Excerpts of location labeling data
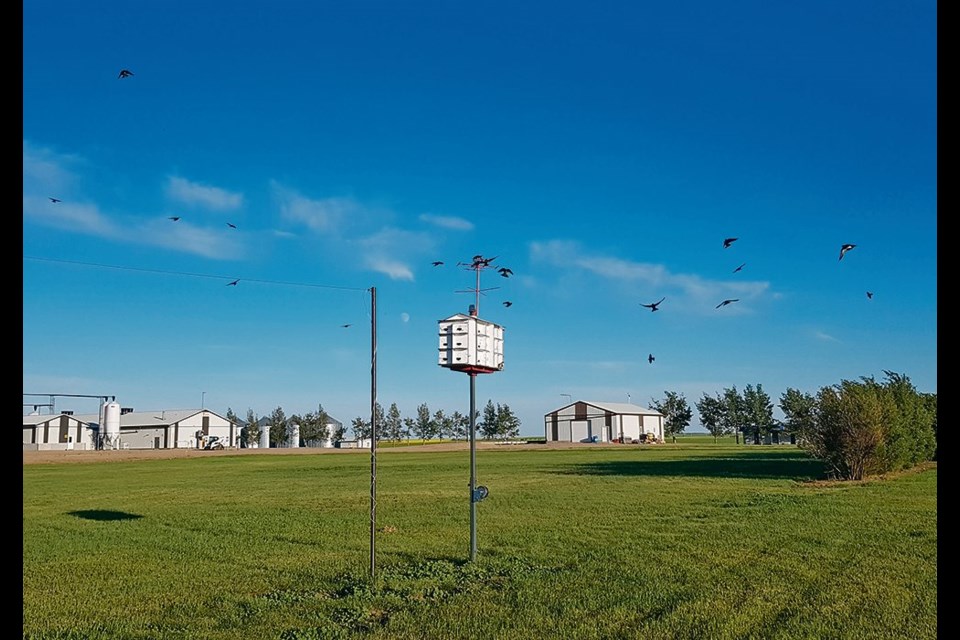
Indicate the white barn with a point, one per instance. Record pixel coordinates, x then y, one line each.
586 420
166 429
56 431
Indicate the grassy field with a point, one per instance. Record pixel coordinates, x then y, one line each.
692 540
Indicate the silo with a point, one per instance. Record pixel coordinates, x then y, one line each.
111 424
294 442
265 436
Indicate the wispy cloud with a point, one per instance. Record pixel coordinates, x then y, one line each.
393 269
195 194
45 170
447 222
570 255
320 215
69 216
391 250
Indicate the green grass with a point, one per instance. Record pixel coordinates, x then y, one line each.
679 541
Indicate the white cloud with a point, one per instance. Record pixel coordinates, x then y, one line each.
391 268
69 216
324 215
699 292
46 172
192 193
447 222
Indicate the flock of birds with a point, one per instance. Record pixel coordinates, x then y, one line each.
727 243
481 262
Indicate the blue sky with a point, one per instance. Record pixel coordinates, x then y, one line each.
601 151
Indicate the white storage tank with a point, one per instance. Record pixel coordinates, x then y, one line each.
265 436
294 442
111 424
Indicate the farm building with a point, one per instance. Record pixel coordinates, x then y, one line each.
64 430
584 420
124 428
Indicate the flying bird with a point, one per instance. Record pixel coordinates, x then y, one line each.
480 261
653 305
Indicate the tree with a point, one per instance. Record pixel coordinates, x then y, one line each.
339 433
710 409
757 411
361 428
508 424
488 425
849 431
930 402
380 418
314 426
461 426
409 426
423 425
393 424
278 428
733 418
911 437
252 435
799 412
444 424
676 413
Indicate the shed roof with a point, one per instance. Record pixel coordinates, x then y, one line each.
619 408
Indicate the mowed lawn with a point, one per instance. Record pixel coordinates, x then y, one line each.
689 540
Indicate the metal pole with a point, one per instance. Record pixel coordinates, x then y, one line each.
373 431
473 466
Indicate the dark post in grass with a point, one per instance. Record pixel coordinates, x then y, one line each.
373 431
471 345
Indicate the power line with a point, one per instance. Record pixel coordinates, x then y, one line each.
196 275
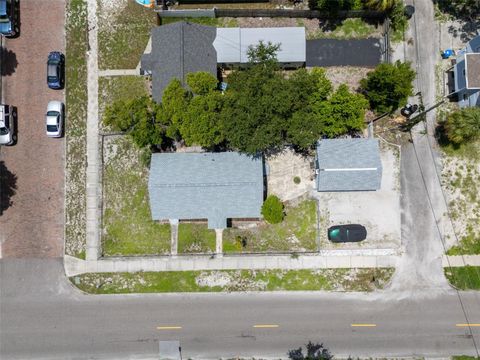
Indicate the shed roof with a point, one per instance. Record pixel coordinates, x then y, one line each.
348 165
232 44
213 186
178 49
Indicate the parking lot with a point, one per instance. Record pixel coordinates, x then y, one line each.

WHAT THE EXERCISE ASKS => Transcribe every record above exactly, leaving out the pictures.

THE COMPLETED TASK =>
Indicate the white barn with a point, one per instance. Record pixel coordinates, x then y, one line each.
586 420
166 429
56 431
Indicate the grassy field with a point, one per instance. Record pixel coordinates, x then y, one line each.
692 540
Indicate the silo with a point, one per instance. Record pixel coordinates, x then y, one line each.
111 424
294 442
265 436
Indicate the wispy cloud with a point, one per instance. Record pixel coordinates, x then y, one line each.
393 269
195 194
45 170
447 222
570 255
320 215
69 216
391 250
Indicate the green grass with a point, one per instance. Record pixel coordinates, x then y, one line each.
679 541
Indicate the white cloud with a point, one per instance. Record pixel coordinates, x then y, one line each.
391 268
69 216
324 215
699 292
46 172
192 193
447 222
Indicate the flock of birds with a point, one per instance. Record pixel coordinates, x then y, one line each.
727 243
481 262
Indicate the blue sky with a point, one per instance. Record pixel coordinates, x then y, one line each.
601 151
Indicate the white storage tank with a point, one per instance. Record pixel coordinates, x then y, one line each.
265 436
294 442
111 424
Indicate the farm building with a point, one per instance. Record pixel coordinates, x then y, one line each.
64 430
584 420
124 428
Indicate the flying bird with a point, one per instance. Record pixel coordinates, x then y, one line each.
480 261
653 305
Indicate the tree with a point, one per instance. Record pixel coordinates, x then y, one line each.
339 433
710 409
757 411
361 428
508 424
488 425
849 431
930 402
380 418
314 426
461 426
409 426
423 425
393 424
278 428
733 418
911 437
252 435
799 412
444 424
676 413
Indicate the shed roof with a point, one per instance. Record pixel coordinates, x then y, one line each.
619 408
Indicate the mowed lawn with a point, one per instance. Record pixel coordinates, x then y, one line each.
689 540
Indicate the metal pole with a point, one per instance. Record pixel coordinates, x then y, one line each.
373 431
473 466
Indicate the dark post in grass with a point, one per instance. Record pixel coordinates, x then y, one line each.
373 431
471 345
Indicate the power line with a point, one per instance. Record pixel coordinates, x then y, one line each.
196 275
Indicate the shed roof with a point, one per instance. Record pixel coordinates, x then y, one line each.
348 165
232 44
213 186
178 49
Indicate the parking lot with a point, one per instance. Record pixel coordinates, x then y, one line each.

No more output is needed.